March 8, 2018

Iron-sulfur “intersection”

Vanderbilt researchers have discovered an unanticipated link between sulfur and iron balance, pointing to a genetic basis for iron-deficiency anemia.

by Sanjay Mishra

Iron and sulfur are essential minerals critically required for biological functions. The body maintains iron levels through iron homeostasis. Deficiency in iron uptake can cause anemia and excess iron accumulation can lead to organ failure. Similarly, sulfur is incorporated into biological compounds through an ancient pathway called sulfur assimilation.

Now in a study published in the Proceedings of the National Academy of Sciences, John York, PhD, and colleagues report an unanticipated link between the sulfur assimilation pathway and iron homeostasis.

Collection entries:
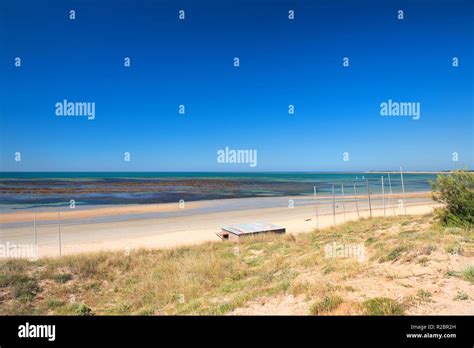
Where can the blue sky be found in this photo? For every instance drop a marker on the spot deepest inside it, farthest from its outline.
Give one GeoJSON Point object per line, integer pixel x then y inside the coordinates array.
{"type": "Point", "coordinates": [190, 62]}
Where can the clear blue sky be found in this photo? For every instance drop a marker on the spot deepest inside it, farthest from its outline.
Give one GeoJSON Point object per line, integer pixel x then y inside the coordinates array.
{"type": "Point", "coordinates": [191, 62]}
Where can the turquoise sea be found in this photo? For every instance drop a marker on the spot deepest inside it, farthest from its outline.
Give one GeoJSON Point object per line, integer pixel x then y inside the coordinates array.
{"type": "Point", "coordinates": [28, 189]}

• **What you have to do**: Carry on the iron-sulfur article from the point where it stops.

• **Written response**:
Bpnt1 is a key regulator of the sulfur assimilation pathway. Deletion of Bpnt1 in mice led to toxic accumulation of its substrate, PAP, which in turn caused iron-deficiency anemia. When a genetic mutation that reduced PAP synthesis was introduced into the mice, PAP accumulation fell and anemia was avoided.

The study thus defines a genetic basis for iron-deficiency anemia. It is reasonable to add Bpnt1 as a possible gene to sequence in patients with the disease, the researchers concluded.

This research was supported by funds from the Vanderbilt Medical Scientist Training Program (GM007347), Howard Hughes Medical Institute and Vanderbilt University.